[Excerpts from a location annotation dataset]
• • • • •

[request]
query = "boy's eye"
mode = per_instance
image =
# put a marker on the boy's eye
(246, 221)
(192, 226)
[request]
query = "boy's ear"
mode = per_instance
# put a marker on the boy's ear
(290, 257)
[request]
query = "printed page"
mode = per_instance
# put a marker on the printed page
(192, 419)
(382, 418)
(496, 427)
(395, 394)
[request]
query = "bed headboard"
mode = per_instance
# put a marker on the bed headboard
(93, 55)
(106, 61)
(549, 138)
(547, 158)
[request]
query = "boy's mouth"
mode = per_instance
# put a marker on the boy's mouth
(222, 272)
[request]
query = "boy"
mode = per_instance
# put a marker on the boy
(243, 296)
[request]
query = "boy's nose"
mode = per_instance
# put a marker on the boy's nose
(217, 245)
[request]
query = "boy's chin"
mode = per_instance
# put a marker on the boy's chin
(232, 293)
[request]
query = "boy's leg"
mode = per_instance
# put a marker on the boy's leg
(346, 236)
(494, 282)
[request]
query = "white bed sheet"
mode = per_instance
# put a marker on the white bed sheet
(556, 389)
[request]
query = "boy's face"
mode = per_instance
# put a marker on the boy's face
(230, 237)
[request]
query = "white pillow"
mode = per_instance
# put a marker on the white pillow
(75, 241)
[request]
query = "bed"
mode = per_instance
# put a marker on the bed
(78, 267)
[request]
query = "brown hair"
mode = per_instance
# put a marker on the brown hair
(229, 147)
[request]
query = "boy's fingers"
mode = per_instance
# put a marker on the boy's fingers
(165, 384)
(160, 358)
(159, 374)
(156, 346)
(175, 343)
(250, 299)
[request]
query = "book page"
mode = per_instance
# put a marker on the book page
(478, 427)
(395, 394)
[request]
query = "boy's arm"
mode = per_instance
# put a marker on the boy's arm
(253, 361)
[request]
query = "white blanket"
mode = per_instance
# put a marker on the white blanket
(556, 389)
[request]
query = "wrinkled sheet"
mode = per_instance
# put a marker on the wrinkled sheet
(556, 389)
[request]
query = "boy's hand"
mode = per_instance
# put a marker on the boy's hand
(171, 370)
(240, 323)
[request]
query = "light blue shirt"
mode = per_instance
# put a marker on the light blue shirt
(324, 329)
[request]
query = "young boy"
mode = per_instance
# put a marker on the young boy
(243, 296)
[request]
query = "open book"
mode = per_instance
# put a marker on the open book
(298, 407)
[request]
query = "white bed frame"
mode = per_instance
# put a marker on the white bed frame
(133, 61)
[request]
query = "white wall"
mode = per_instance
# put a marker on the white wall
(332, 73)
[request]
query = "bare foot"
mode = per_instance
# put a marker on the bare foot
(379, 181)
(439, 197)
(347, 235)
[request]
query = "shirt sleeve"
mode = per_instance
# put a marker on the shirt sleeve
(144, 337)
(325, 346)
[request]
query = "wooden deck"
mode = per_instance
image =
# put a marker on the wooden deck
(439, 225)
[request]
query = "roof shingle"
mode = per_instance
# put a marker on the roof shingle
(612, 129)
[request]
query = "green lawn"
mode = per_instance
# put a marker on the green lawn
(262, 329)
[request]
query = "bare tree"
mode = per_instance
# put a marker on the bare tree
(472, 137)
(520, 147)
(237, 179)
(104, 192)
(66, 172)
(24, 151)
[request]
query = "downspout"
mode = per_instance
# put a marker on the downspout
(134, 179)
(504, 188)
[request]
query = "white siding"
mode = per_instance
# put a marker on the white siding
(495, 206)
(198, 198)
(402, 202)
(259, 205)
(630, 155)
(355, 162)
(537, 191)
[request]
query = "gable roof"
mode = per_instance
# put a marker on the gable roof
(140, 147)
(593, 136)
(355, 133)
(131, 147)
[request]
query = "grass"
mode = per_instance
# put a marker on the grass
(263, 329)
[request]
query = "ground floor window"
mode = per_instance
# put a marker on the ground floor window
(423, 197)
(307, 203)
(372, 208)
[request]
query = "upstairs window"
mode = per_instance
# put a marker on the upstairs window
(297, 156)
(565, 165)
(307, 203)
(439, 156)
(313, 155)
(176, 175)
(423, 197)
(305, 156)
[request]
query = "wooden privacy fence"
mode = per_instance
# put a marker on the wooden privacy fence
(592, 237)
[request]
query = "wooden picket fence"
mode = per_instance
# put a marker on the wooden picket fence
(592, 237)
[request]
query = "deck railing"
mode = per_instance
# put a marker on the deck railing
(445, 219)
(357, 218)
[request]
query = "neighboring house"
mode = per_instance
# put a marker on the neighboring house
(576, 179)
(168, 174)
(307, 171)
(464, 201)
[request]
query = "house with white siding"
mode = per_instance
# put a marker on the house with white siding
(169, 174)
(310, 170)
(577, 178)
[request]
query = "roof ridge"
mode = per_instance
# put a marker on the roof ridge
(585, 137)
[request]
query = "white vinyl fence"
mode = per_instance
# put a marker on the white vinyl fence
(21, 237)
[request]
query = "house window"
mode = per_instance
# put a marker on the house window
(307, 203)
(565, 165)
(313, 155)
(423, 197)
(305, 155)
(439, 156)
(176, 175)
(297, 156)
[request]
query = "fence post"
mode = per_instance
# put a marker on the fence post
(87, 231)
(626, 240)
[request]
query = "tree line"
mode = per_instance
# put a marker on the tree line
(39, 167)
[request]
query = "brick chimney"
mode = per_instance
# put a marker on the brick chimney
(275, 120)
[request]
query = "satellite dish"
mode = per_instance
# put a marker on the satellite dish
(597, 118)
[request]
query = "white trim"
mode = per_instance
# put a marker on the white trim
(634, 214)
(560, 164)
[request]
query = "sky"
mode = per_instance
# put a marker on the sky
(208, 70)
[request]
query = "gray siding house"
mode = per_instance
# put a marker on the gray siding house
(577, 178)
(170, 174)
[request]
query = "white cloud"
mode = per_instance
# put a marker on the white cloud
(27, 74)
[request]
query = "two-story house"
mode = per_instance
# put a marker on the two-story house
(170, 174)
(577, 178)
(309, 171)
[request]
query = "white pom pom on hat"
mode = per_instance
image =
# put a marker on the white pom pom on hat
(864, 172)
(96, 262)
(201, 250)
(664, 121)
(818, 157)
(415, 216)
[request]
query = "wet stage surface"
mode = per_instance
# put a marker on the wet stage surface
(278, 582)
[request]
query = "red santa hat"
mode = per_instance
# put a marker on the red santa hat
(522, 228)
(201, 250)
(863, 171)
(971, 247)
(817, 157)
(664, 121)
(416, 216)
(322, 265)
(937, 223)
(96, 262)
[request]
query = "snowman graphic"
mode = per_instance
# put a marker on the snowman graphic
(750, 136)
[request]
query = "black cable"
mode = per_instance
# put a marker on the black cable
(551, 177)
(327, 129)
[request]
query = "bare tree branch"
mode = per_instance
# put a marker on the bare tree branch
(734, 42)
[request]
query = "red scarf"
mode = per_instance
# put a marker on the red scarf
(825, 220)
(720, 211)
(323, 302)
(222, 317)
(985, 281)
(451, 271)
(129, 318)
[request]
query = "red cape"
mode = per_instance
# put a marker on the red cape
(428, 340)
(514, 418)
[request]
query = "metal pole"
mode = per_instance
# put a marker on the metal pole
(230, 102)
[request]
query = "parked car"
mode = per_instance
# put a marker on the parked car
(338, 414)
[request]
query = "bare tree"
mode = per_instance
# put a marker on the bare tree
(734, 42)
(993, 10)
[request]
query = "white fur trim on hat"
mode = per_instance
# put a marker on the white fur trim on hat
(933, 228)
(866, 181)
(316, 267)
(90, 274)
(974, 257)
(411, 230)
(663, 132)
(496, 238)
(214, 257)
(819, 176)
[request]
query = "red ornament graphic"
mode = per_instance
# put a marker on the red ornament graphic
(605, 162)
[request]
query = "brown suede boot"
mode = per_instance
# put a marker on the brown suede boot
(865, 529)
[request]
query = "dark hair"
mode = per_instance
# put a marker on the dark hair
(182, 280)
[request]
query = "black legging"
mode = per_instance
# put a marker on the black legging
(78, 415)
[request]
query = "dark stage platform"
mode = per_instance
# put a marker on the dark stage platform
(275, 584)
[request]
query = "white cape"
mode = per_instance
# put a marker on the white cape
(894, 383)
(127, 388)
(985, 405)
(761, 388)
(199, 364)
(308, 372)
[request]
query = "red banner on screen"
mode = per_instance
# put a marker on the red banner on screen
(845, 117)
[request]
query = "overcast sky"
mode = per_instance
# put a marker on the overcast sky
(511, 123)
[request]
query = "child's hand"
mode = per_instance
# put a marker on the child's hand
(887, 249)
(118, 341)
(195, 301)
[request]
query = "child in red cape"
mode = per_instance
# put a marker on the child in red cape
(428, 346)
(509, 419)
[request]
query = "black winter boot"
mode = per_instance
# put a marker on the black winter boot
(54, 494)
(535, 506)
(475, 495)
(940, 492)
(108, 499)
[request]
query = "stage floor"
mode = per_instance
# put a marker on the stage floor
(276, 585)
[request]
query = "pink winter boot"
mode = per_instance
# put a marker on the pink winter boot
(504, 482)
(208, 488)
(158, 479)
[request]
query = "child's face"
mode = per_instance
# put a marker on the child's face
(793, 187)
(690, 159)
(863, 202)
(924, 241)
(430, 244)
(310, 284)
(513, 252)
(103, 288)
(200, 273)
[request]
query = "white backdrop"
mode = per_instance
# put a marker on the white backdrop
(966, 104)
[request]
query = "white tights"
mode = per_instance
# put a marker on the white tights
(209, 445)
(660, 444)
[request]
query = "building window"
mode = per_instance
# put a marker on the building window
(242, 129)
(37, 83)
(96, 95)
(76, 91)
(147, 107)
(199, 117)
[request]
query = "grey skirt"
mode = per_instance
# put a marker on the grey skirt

• • • • •

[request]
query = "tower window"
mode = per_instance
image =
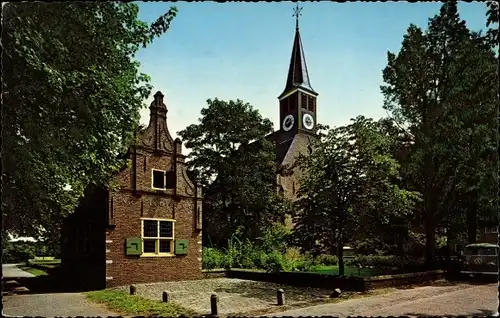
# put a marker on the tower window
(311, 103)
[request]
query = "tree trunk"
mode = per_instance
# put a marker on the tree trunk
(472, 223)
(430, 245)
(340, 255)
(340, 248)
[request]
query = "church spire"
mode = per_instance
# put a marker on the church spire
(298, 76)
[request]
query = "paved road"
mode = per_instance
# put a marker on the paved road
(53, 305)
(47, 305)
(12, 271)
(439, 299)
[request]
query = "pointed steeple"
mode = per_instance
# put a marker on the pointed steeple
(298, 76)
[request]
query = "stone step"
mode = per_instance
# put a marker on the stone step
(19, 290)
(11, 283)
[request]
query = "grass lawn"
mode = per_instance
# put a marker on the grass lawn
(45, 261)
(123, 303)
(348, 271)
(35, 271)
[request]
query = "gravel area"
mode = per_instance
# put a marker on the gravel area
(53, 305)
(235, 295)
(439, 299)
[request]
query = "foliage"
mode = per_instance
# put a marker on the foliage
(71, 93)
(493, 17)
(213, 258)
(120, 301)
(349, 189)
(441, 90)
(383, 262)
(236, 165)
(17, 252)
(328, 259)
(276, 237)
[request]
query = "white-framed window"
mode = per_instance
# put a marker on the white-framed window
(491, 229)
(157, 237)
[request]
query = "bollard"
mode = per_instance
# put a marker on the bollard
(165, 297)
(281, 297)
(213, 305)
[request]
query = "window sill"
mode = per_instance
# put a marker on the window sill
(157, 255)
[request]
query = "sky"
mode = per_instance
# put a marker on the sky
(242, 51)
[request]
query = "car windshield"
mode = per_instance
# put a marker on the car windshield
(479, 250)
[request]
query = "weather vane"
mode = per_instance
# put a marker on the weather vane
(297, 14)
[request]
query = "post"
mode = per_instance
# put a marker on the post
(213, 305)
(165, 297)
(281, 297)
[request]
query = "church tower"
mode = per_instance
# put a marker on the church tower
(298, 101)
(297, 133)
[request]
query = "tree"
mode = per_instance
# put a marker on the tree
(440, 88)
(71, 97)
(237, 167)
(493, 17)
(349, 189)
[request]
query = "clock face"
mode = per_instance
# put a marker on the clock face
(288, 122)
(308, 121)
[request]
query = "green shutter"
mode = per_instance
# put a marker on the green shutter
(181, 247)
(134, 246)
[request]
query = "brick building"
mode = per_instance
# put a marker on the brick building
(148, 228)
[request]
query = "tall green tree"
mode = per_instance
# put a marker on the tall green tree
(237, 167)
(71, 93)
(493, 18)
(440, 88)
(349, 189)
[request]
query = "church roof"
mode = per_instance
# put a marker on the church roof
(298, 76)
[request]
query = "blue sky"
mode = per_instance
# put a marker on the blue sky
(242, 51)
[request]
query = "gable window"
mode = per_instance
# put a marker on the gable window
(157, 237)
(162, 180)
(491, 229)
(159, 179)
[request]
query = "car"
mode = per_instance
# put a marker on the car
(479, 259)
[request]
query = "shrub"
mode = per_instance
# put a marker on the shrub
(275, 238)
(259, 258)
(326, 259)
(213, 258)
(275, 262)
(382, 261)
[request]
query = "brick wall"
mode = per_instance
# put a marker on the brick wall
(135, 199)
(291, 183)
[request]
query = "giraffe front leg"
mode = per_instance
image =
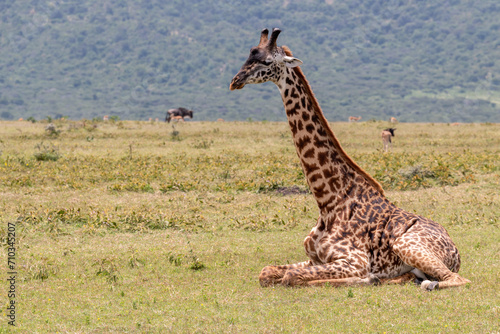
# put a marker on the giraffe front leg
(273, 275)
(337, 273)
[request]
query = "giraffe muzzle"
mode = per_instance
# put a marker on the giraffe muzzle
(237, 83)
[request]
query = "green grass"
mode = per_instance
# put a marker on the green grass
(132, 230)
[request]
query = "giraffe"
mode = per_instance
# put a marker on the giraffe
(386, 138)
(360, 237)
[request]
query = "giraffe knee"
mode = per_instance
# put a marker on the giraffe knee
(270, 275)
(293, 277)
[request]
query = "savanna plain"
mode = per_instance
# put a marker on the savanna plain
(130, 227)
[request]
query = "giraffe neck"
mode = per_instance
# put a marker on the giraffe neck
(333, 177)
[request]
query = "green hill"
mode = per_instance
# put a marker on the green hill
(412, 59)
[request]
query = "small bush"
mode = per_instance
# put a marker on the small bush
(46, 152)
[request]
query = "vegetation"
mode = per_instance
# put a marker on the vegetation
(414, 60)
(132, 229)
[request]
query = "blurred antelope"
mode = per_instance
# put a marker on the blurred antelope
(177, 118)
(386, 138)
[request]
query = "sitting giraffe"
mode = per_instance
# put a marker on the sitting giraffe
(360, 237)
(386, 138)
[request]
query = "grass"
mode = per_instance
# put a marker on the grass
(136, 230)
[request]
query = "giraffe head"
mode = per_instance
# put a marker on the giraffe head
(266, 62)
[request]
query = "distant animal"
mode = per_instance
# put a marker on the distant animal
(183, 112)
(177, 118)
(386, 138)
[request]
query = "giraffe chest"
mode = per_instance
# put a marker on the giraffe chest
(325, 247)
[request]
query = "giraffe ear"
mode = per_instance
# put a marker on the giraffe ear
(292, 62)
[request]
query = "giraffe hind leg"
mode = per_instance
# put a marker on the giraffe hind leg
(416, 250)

• • • • •

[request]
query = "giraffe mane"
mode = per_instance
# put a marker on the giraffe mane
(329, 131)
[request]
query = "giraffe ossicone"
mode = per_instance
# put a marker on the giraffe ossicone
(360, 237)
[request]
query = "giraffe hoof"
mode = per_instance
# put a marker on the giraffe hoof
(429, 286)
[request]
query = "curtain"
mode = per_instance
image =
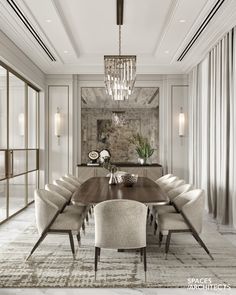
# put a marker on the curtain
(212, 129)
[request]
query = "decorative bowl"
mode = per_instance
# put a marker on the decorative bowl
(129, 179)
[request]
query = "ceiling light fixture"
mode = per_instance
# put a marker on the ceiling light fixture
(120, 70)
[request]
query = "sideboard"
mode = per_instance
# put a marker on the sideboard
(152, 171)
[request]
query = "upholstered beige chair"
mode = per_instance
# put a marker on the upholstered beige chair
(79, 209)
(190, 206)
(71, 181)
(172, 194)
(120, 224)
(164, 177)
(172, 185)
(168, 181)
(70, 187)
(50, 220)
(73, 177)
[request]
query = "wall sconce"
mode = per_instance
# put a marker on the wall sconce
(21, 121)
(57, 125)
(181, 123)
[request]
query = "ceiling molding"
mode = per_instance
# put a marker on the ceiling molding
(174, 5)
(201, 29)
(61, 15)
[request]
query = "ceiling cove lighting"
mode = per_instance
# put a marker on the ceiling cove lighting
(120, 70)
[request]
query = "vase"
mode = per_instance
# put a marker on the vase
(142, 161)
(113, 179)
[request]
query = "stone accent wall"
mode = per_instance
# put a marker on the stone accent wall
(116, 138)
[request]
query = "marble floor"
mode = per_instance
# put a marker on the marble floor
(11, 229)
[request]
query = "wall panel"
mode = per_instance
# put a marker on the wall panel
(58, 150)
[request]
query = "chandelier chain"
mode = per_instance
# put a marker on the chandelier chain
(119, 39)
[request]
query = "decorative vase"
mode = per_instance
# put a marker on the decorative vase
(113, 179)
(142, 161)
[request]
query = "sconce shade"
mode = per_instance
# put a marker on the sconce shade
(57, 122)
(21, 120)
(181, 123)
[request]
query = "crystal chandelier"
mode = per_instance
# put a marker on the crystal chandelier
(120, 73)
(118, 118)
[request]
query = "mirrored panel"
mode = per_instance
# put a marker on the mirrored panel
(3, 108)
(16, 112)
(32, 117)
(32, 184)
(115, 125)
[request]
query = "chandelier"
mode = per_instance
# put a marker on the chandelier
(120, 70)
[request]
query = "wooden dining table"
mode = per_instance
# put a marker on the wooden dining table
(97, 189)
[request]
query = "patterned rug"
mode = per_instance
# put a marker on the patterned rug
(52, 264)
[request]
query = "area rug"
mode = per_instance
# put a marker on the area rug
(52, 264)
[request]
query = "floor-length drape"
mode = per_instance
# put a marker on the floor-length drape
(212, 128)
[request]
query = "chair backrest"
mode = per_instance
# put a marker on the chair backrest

• • • • •

## AIM OF THE TASK
Give only the count of lines in these records that contain the string "trunk".

## WRITTEN REPLY
2